• _Exercise details_: Output all the entries as a two-column CSV with the headers instruction and points, one row for each instruction and the points that follow it. Put each value in a single quoted field, replace line breaks with spaces, and leave the pictures out.

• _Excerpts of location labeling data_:
:::

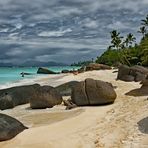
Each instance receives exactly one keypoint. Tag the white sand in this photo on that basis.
(112, 126)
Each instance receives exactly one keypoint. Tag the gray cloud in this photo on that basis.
(64, 30)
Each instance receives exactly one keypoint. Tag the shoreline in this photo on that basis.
(112, 125)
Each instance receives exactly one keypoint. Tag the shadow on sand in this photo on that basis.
(143, 91)
(143, 125)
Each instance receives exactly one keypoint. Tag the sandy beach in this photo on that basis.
(110, 126)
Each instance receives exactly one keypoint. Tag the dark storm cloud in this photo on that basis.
(64, 30)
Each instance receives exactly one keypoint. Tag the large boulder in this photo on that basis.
(135, 73)
(93, 92)
(66, 88)
(142, 91)
(95, 66)
(14, 96)
(123, 71)
(65, 71)
(42, 70)
(9, 127)
(45, 97)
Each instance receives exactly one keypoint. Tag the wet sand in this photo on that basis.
(111, 126)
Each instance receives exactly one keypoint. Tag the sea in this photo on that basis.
(11, 76)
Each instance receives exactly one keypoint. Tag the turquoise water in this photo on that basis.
(12, 75)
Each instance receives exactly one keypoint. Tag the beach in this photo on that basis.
(109, 126)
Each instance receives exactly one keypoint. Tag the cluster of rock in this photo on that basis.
(142, 91)
(94, 66)
(89, 67)
(9, 127)
(88, 92)
(135, 73)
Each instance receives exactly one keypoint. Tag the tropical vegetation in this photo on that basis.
(125, 50)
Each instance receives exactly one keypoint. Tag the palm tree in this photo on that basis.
(116, 39)
(142, 30)
(129, 39)
(145, 21)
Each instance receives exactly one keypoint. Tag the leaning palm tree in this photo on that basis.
(130, 39)
(142, 30)
(145, 21)
(116, 39)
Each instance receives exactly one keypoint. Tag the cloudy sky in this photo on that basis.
(64, 30)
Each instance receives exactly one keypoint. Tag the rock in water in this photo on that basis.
(45, 97)
(14, 96)
(9, 127)
(66, 88)
(93, 92)
(123, 71)
(42, 70)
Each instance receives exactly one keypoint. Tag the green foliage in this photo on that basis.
(81, 63)
(109, 57)
(122, 50)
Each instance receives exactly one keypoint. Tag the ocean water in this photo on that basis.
(10, 75)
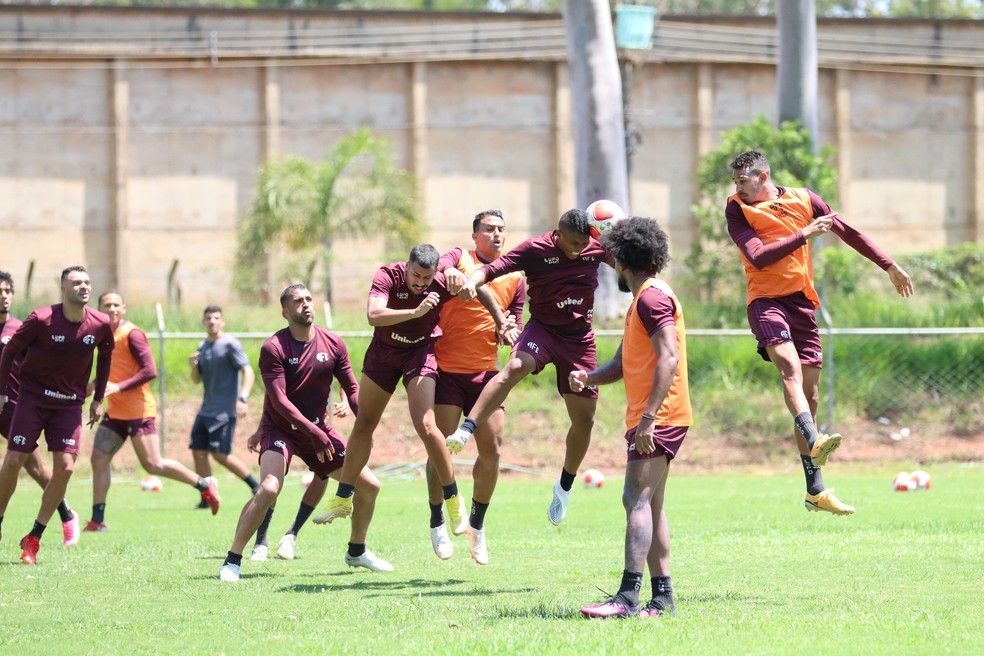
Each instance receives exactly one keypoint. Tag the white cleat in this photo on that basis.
(229, 573)
(369, 560)
(476, 545)
(285, 548)
(558, 507)
(441, 542)
(457, 441)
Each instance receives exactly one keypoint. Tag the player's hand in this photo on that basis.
(95, 413)
(578, 380)
(901, 280)
(454, 280)
(253, 442)
(429, 303)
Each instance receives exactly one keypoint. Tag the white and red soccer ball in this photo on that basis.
(602, 216)
(593, 478)
(151, 483)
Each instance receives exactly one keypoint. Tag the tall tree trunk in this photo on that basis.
(599, 122)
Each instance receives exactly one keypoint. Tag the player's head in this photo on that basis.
(76, 285)
(297, 305)
(421, 268)
(111, 304)
(572, 234)
(6, 292)
(638, 246)
(751, 174)
(213, 320)
(488, 232)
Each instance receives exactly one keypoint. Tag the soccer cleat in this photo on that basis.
(336, 507)
(70, 530)
(826, 501)
(558, 507)
(368, 560)
(457, 441)
(823, 447)
(229, 573)
(461, 527)
(617, 606)
(30, 544)
(285, 548)
(441, 542)
(476, 545)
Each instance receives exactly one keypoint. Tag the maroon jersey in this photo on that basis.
(7, 331)
(561, 290)
(306, 370)
(390, 282)
(59, 356)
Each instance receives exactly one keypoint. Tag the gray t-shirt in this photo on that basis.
(219, 363)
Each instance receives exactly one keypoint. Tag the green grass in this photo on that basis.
(753, 573)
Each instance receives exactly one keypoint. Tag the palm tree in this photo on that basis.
(304, 206)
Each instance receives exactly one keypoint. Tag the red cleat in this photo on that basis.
(211, 495)
(30, 544)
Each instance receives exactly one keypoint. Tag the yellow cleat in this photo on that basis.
(335, 508)
(827, 502)
(823, 447)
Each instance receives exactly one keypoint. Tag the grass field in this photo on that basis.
(753, 573)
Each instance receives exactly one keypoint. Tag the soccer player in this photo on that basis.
(132, 412)
(562, 274)
(467, 358)
(403, 307)
(34, 465)
(772, 227)
(297, 365)
(60, 340)
(221, 366)
(652, 360)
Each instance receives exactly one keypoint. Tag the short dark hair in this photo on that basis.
(75, 267)
(576, 220)
(108, 292)
(481, 215)
(425, 255)
(638, 244)
(285, 295)
(752, 160)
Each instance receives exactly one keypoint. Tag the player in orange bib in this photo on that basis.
(652, 360)
(132, 412)
(467, 358)
(772, 227)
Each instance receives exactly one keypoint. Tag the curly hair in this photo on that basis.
(638, 244)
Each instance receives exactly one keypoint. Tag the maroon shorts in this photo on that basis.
(666, 438)
(461, 390)
(790, 318)
(567, 353)
(62, 427)
(385, 365)
(290, 444)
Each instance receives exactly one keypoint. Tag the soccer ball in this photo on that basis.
(921, 479)
(593, 478)
(151, 484)
(903, 482)
(602, 216)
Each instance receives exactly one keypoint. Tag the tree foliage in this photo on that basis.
(302, 207)
(714, 272)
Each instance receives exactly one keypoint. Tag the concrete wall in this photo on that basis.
(125, 145)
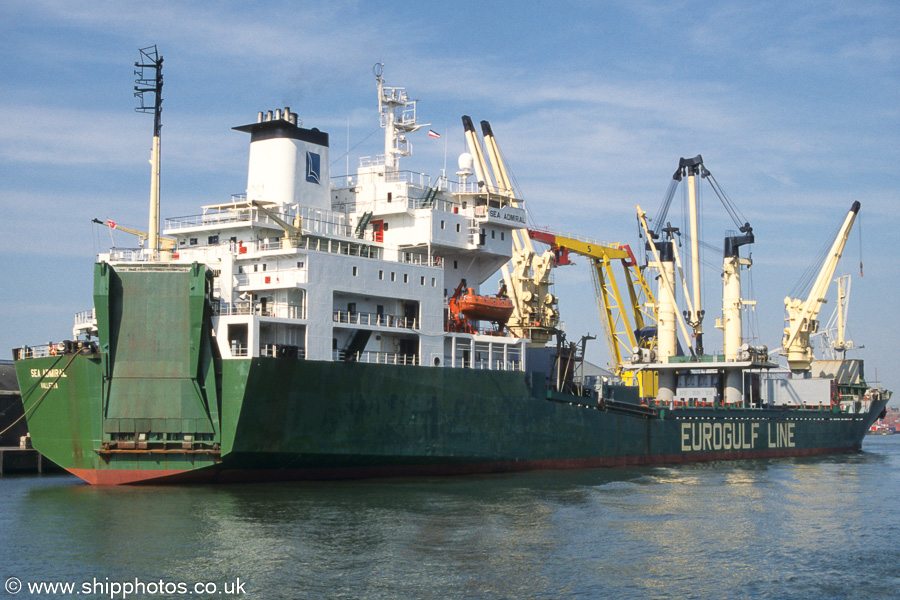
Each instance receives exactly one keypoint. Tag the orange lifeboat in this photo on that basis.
(484, 308)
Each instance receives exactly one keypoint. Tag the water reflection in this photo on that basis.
(739, 529)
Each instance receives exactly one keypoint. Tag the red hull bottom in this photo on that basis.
(216, 475)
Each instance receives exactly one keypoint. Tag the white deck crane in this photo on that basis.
(801, 315)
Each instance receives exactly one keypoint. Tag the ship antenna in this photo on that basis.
(149, 81)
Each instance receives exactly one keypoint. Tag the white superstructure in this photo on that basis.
(355, 268)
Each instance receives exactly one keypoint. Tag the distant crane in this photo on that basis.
(801, 315)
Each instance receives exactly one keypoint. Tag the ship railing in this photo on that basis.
(485, 365)
(279, 310)
(129, 255)
(414, 258)
(374, 319)
(276, 278)
(317, 244)
(35, 351)
(313, 220)
(282, 351)
(85, 317)
(373, 357)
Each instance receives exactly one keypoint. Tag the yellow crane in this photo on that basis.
(623, 317)
(802, 315)
(164, 243)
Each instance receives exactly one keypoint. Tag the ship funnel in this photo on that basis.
(288, 164)
(481, 169)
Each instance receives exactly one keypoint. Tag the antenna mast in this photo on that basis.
(151, 82)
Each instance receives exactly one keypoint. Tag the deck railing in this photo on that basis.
(374, 319)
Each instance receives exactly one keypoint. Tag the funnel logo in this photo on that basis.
(312, 167)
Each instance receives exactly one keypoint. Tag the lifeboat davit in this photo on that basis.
(484, 308)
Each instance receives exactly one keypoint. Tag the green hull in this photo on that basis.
(156, 403)
(287, 419)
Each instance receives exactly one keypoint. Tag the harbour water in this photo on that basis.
(816, 528)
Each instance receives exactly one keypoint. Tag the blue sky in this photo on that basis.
(793, 105)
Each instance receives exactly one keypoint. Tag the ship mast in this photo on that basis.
(151, 83)
(398, 117)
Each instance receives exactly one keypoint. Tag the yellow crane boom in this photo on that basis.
(621, 316)
(164, 243)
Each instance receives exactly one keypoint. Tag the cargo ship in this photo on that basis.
(319, 327)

:::

• _The response_:
instruction,points
"Each instance receives exactly one keypoint. Tag the white sand in this photo on that basis.","(112, 126)"
"Each instance receives exactly one keypoint. Tag the gray cloud in this photo on that basis.","(64, 30)"
"Each instance receives exactly one keypoint. Tag the shoreline in this photo on that basis.","(112, 125)"
"Each instance receives exactly one keypoint. Tag the shadow on sand in this photo on that basis.","(143, 91) (143, 125)"
"Each instance receives exactly one keypoint. Tag the sandy beach in this photo on that basis.","(110, 126)"
"Each instance receives exactly one keypoint. Tag the dark storm cloud in this photo on that basis.","(64, 30)"
"Each instance receives exactly one keypoint. Tag the large boulder in this photo on that basis.","(135, 73) (93, 92) (66, 88) (142, 91) (95, 66) (14, 96) (123, 71) (65, 71) (42, 70) (9, 127) (45, 97)"
"Each instance receives exactly one keypoint. Tag the wet sand in this photo on that basis.","(111, 126)"
"Each instance receives exactly one keypoint. Tag the sea in this photo on that basis.","(11, 76)"
"Each instance receives exactly one keypoint. Tag the turquoise water in this photo on that basis.","(12, 75)"
"Each instance receives exactly one keypoint. Tag the beach in this photo on that basis.","(109, 126)"
"Each instance receives exactly one keypoint. Tag the cluster of rock in this photo on that basis.","(142, 91) (94, 66) (89, 67) (9, 127) (88, 92) (135, 73)"
"Each instance receives exactly one keypoint. Tag the tropical vegetation in this photo on that basis.","(125, 50)"
"Each instance receives exactly one keypoint. Tag the palm tree in this photo on that basis.","(116, 39) (142, 30) (129, 39) (145, 21)"
"Each instance receives exactly one keypoint. Tag the leaning palm tree in this photo on that basis.","(130, 39) (142, 30) (145, 21) (116, 39)"
"Each instance receives exactly one keypoint. Tag the cloudy sky in this photo on that basis.","(64, 30)"
"Each instance receives exactly one keypoint. Tag the rock in water in this photo on that basis.","(45, 97) (14, 96) (9, 127) (66, 88) (93, 92) (123, 71) (42, 70)"
"Each instance receives exactly one keypoint. Tag the green foliage in this photo on that basis.","(81, 63) (109, 57) (122, 50)"
"Each instance receives exactly one keypoint. Tag the ocean water in this photo on that basis.","(10, 75)"
"Each instance receives exactly one keypoint. Tag the white cleat in this photo on that basis.","(229, 573) (369, 560) (476, 545) (285, 548) (558, 507) (441, 542) (457, 441)"
"Each instance receives exactly one keypoint. Tag the player's hand in this photo on that basis.","(95, 413) (578, 380) (901, 280) (454, 280) (253, 442) (429, 303)"
"Each instance receives exactly one keypoint. Tag the white and red soccer ball in this photo on that basis.","(602, 216) (593, 478) (151, 483)"
"Each instance receives exactly one keypoint. Tag the tall tree trunk in this photo on that basis.","(599, 122)"
"Each instance receives exactly one keypoint. Tag the player's head in this photo on that basis.","(76, 285) (297, 305) (421, 268) (111, 304) (572, 234) (6, 292) (638, 246) (751, 174) (213, 320) (488, 232)"
"Each instance receives exactly one keypoint. Tag the soccer cleat in this photo on that basis.","(336, 507) (70, 530) (826, 501) (558, 507) (368, 560) (457, 441) (823, 447) (229, 573) (461, 527) (617, 606) (30, 544) (285, 548) (441, 542) (476, 545)"
"Each instance receives exactly one keypoint. Tag the maroon jersey in this photo on that basis.","(7, 331) (561, 290) (306, 370) (390, 282) (59, 356)"
"Each instance receives exactly one keypoint. Tag the gray t-shirt in this photo on that basis.","(219, 363)"
"Each instance receives exactly one keypoint. Tag the green grass in this photo on that basis.","(753, 573)"
"Each instance receives exactly one keypoint. Tag the palm tree in this photo on that basis.","(304, 206)"
"Each instance receives exactly one keypoint. Tag the red cleat in this photo on that basis.","(211, 495) (30, 544)"
"Each instance receives exactly one keypoint. Tag the yellow cleat in this photo on that basis.","(335, 508) (827, 502) (823, 447)"
"Each instance receives exactly one keypoint. Tag the grass field in this photo on that basis.","(753, 573)"
"Each instance receives exactly one keypoint. Tag the soccer player in this photo on that basis.","(132, 412) (562, 274) (467, 358) (403, 307) (34, 465) (772, 227) (297, 365) (60, 340) (221, 366) (652, 360)"
"Each instance receives exactly one keypoint. Tag the short dark hair in this photo on that basis.","(75, 267) (576, 220) (108, 292) (481, 215) (425, 255) (638, 244) (285, 295) (752, 160)"
"Each instance receives exactly one keypoint. Tag the player in orange bib in this photo on that basis.","(652, 360) (132, 412) (467, 358) (772, 227)"
"Each instance receives exactly one keypoint. Tag the curly hair in this photo on that basis.","(638, 244)"
"Each instance receives exactly one keypoint. Tag the maroon shorts in this photo on that basis.","(666, 438) (461, 390) (790, 318) (567, 353) (62, 427) (385, 365) (290, 444)"
"Each instance receives exactly one keypoint. Tag the soccer ball in this photo on that basis.","(921, 479) (593, 478) (151, 484) (903, 482) (602, 216)"
"Each instance receives exactly one keypoint. Tag the tree foliage in this photo on that basis.","(302, 207) (714, 272)"
"Each instance receives exactly one keypoint. Tag the concrete wall in this photo on that basis.","(125, 145)"
"Each instance receives exactly one keypoint. Tag the orange lifeboat in this photo on that basis.","(484, 308)"
"Each instance receives exactly one keypoint. Tag the water reflection in this photo on that basis.","(739, 529)"
"Each instance receives exactly one keypoint. Tag the red hull bottom in this photo on that basis.","(216, 475)"
"Each instance receives exactly one keypoint. Tag the white deck crane in this photo on that basis.","(801, 315)"
"Each instance receives exactly one keypoint. Tag the ship antenna in this photo on that basis.","(149, 81)"
"Each instance receives exactly one keypoint. Tag the white superstructure in this photo on that basis.","(355, 268)"
"Each instance receives exactly one keypoint. Tag the distant crane in this photo on that basis.","(801, 315)"
"Each instance receives exactly one keypoint. Tag the ship railing in this photo on that basis.","(485, 365) (279, 310) (129, 255) (414, 258) (374, 319) (276, 278) (317, 244) (35, 351) (313, 220) (282, 351) (85, 317) (373, 357)"
"Each instance receives exactly one keypoint. Tag the yellow crane in this photo on that basis.","(623, 317) (802, 315) (164, 243)"
"Each instance receives exactly one keypoint. Tag the ship funnel in this photo on that basis.","(288, 164) (481, 169)"
"Each instance receives exactly one keypoint. Tag the antenna mast in this photo on that basis.","(151, 82)"
"Each instance receives exactly one keypoint. Tag the deck railing in this photo on that basis.","(374, 319)"
"Each instance receives exactly one keypoint. Tag the funnel logo in this photo on that basis.","(312, 167)"
"Each instance receives exactly one keypoint. Tag the lifeboat davit in this photo on that basis.","(484, 308)"
"Each instance receives exactly one keypoint. Tag the green hull in this photo on that basis.","(156, 403) (287, 419)"
"Each instance receives exactly one keypoint. Tag the harbour water in this photo on that basis.","(816, 528)"
"Each instance receives exactly one keypoint. Tag the blue sky in this photo on that basis.","(793, 105)"
"Each instance receives exactly one keypoint. Tag the ship mast in this photo on that basis.","(151, 83) (398, 117)"
"Each instance receives exactly one keypoint. Tag the yellow crane boom in this photo on that basis.","(621, 316) (164, 243)"
"Each instance receives exactly one keypoint. Tag the cargo ship in this photo on that basis.","(319, 327)"